Scan the entries below. Return every line that includes "road".

(Point localization data)
★ ★ ★ ★ ★

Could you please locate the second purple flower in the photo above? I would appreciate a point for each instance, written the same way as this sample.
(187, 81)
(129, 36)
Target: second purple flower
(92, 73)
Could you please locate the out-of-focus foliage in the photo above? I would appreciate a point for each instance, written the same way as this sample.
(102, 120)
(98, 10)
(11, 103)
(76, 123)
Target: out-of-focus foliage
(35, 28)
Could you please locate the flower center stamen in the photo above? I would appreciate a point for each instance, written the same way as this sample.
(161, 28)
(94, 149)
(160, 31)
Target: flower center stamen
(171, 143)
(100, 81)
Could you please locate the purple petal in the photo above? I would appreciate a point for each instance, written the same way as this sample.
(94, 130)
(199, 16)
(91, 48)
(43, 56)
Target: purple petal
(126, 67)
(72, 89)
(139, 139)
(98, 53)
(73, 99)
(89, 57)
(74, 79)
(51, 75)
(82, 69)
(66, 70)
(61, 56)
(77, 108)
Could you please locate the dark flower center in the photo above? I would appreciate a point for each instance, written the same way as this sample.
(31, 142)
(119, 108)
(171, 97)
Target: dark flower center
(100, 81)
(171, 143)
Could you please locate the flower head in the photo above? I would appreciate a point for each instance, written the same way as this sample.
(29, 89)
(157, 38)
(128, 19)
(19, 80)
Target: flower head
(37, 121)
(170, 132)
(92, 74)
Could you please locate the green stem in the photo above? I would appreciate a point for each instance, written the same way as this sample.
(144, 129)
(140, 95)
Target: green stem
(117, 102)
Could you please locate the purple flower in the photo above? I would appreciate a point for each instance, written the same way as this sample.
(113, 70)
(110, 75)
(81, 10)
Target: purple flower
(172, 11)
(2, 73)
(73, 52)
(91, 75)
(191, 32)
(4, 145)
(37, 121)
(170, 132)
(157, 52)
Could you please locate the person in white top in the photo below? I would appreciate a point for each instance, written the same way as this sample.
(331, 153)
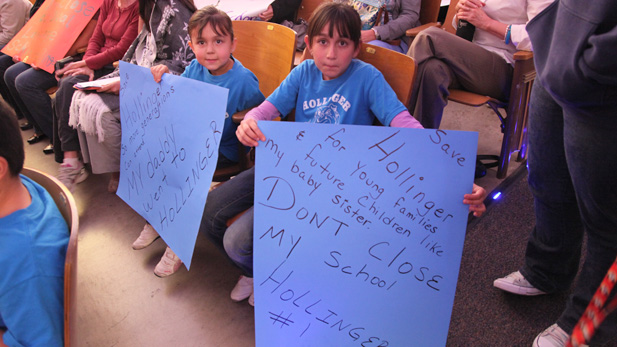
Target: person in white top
(482, 66)
(13, 16)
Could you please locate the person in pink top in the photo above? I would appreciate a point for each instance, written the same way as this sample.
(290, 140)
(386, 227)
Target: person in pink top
(114, 33)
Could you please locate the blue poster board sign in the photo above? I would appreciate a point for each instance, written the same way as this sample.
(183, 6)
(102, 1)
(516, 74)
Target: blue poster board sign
(358, 233)
(170, 137)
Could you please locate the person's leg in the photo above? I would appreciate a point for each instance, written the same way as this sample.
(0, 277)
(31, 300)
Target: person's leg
(68, 136)
(591, 154)
(5, 63)
(554, 246)
(10, 75)
(445, 60)
(226, 202)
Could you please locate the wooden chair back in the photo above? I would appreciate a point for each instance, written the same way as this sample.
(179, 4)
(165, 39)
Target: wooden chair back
(307, 7)
(447, 23)
(267, 49)
(398, 69)
(68, 208)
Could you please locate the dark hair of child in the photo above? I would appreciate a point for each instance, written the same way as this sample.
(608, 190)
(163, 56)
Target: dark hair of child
(145, 10)
(11, 143)
(219, 20)
(335, 15)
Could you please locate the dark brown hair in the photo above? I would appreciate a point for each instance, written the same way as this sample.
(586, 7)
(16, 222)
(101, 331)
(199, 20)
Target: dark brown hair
(11, 143)
(146, 6)
(341, 17)
(220, 21)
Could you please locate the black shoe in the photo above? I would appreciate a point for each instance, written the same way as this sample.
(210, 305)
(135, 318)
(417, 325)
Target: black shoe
(49, 149)
(25, 126)
(35, 138)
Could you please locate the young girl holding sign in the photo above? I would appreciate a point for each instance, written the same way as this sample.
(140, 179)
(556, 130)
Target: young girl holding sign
(213, 42)
(333, 38)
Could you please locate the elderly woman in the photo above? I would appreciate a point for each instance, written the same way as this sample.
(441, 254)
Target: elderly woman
(403, 14)
(163, 40)
(482, 66)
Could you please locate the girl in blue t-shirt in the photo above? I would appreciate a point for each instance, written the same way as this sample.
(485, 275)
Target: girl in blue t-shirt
(213, 42)
(331, 88)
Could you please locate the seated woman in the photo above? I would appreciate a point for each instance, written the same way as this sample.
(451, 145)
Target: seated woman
(115, 30)
(21, 81)
(98, 114)
(280, 10)
(483, 66)
(403, 14)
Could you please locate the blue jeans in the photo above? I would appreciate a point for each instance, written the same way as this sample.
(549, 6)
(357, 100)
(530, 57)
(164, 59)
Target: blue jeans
(30, 85)
(223, 203)
(572, 175)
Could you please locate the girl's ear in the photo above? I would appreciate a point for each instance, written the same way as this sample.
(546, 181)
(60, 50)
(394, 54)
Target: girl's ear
(234, 43)
(357, 51)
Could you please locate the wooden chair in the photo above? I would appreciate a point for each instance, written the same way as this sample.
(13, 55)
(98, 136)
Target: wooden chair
(306, 9)
(514, 122)
(398, 69)
(429, 11)
(66, 204)
(267, 49)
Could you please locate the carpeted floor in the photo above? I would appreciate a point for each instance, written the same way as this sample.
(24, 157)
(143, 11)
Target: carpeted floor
(494, 247)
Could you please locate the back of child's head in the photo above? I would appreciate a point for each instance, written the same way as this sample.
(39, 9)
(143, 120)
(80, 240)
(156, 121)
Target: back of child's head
(11, 143)
(337, 16)
(210, 15)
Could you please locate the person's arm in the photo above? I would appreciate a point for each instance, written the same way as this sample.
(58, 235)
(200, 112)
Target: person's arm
(518, 33)
(82, 40)
(405, 120)
(96, 60)
(12, 19)
(408, 18)
(248, 132)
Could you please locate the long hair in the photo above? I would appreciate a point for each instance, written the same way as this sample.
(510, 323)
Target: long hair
(339, 16)
(146, 6)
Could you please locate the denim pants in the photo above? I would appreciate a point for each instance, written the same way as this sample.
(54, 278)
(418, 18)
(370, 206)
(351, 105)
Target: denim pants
(573, 177)
(223, 203)
(28, 87)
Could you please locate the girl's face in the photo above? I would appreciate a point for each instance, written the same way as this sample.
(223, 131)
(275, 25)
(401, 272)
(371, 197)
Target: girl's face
(332, 55)
(213, 51)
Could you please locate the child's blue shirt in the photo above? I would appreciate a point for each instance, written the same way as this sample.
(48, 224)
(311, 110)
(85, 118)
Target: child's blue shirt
(356, 97)
(243, 93)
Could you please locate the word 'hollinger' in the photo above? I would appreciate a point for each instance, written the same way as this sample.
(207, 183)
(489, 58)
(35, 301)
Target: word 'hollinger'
(336, 98)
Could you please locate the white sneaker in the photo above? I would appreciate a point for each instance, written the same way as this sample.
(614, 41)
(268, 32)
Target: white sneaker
(146, 237)
(71, 175)
(169, 264)
(243, 289)
(553, 336)
(515, 283)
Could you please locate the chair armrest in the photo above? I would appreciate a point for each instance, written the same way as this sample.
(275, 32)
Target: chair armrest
(413, 32)
(238, 117)
(523, 55)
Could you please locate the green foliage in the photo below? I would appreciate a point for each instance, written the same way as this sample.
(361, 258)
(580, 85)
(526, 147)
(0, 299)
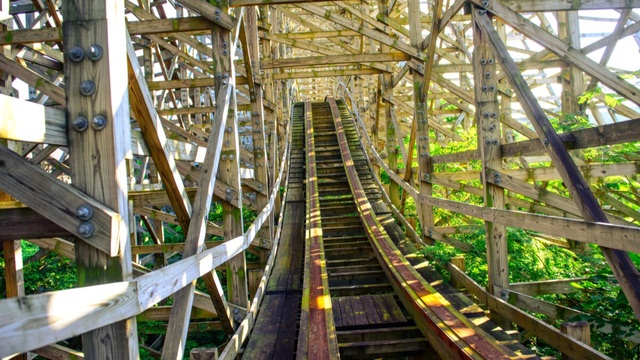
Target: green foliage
(611, 100)
(49, 274)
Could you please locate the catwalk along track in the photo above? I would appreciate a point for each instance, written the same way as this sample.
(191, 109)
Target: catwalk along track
(341, 286)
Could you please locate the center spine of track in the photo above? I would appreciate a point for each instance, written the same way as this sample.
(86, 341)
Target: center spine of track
(317, 338)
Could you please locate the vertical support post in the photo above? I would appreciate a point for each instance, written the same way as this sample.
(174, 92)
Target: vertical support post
(229, 168)
(263, 237)
(375, 128)
(572, 78)
(392, 143)
(97, 94)
(6, 79)
(420, 92)
(14, 278)
(489, 141)
(459, 262)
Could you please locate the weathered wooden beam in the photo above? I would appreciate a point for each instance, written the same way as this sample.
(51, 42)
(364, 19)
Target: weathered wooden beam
(553, 5)
(259, 136)
(572, 55)
(144, 110)
(324, 73)
(24, 223)
(60, 203)
(58, 352)
(489, 138)
(176, 337)
(83, 309)
(51, 90)
(332, 60)
(96, 97)
(214, 14)
(212, 229)
(175, 25)
(542, 330)
(619, 261)
(559, 312)
(363, 29)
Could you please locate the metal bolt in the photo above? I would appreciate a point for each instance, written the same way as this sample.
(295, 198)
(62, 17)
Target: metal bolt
(86, 229)
(99, 122)
(80, 123)
(76, 54)
(84, 212)
(95, 52)
(87, 88)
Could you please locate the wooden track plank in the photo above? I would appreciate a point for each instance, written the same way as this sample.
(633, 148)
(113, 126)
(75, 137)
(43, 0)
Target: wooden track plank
(337, 312)
(359, 314)
(346, 311)
(382, 309)
(394, 310)
(370, 310)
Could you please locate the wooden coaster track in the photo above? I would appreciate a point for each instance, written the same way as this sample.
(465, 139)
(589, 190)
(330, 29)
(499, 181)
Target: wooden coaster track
(360, 297)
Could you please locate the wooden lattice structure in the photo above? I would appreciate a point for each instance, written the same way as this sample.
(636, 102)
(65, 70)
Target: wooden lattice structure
(122, 114)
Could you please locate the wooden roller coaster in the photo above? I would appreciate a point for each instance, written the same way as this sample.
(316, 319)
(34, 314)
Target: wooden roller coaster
(137, 138)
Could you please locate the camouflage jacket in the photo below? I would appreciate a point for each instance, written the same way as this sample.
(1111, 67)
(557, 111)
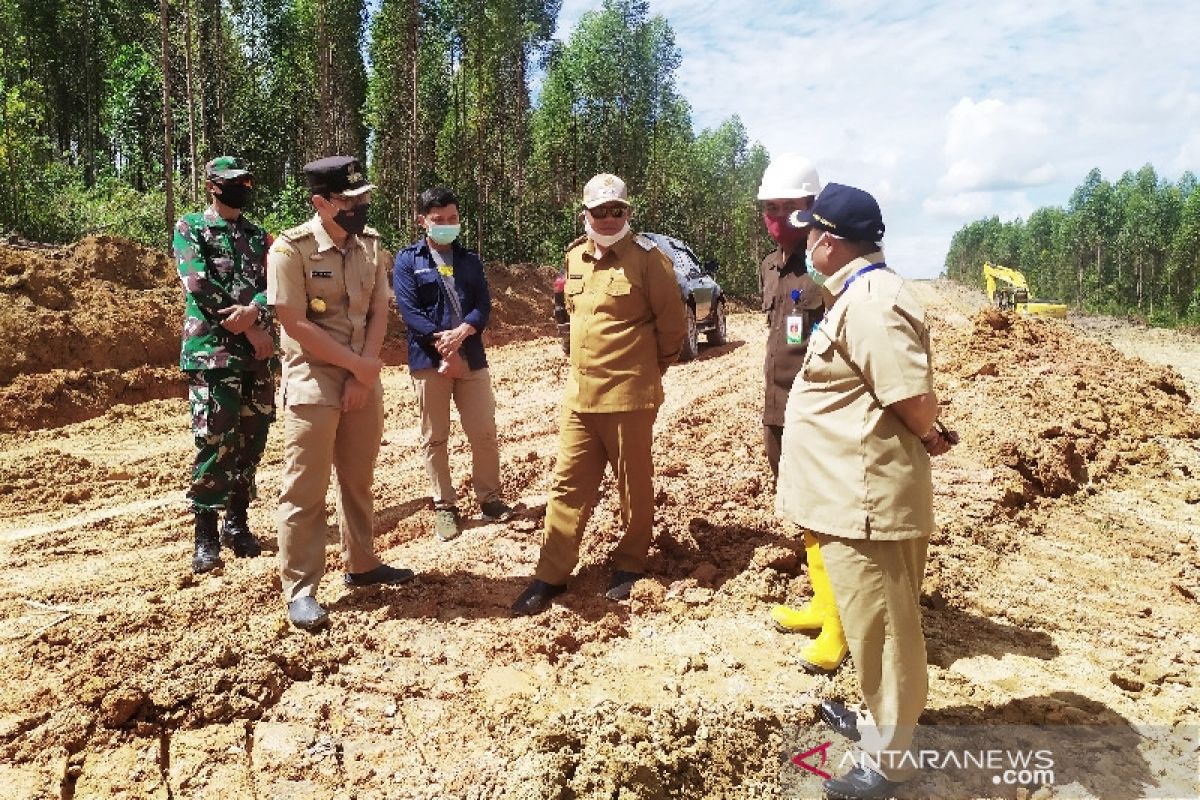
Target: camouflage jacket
(221, 264)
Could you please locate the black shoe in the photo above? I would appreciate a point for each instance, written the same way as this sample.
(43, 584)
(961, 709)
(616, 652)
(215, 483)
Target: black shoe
(306, 613)
(859, 783)
(839, 719)
(621, 584)
(235, 533)
(207, 555)
(382, 573)
(535, 599)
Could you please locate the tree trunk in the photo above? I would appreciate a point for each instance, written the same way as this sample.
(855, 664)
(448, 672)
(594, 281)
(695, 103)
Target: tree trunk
(323, 67)
(414, 137)
(191, 100)
(168, 172)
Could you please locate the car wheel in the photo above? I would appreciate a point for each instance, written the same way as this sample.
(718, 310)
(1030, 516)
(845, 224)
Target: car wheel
(691, 341)
(719, 335)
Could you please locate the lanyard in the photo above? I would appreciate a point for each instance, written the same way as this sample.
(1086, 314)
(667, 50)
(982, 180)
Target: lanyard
(869, 268)
(845, 288)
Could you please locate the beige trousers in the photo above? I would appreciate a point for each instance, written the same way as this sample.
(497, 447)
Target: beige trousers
(317, 438)
(477, 411)
(877, 588)
(586, 443)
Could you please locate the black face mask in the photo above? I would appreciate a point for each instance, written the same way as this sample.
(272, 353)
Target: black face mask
(352, 221)
(235, 196)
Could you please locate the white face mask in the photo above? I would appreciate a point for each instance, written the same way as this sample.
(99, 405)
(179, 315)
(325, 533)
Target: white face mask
(817, 277)
(605, 240)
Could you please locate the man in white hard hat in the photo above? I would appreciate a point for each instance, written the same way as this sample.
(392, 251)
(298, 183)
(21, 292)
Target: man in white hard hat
(793, 304)
(790, 184)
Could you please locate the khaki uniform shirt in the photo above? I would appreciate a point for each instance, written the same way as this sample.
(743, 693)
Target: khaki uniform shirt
(851, 468)
(336, 289)
(777, 280)
(628, 325)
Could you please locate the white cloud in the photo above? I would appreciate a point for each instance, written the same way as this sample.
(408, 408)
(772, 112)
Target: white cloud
(997, 145)
(947, 112)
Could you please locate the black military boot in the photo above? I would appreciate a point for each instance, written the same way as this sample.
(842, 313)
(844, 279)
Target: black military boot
(235, 534)
(208, 546)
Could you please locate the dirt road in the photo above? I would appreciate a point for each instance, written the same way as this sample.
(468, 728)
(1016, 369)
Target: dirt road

★ ★ ★ ★ ★

Finished task:
Could you please locate the dirt road in the photo above? I would appreciate a point for each instance, written the same way as this sample.
Target: dirt road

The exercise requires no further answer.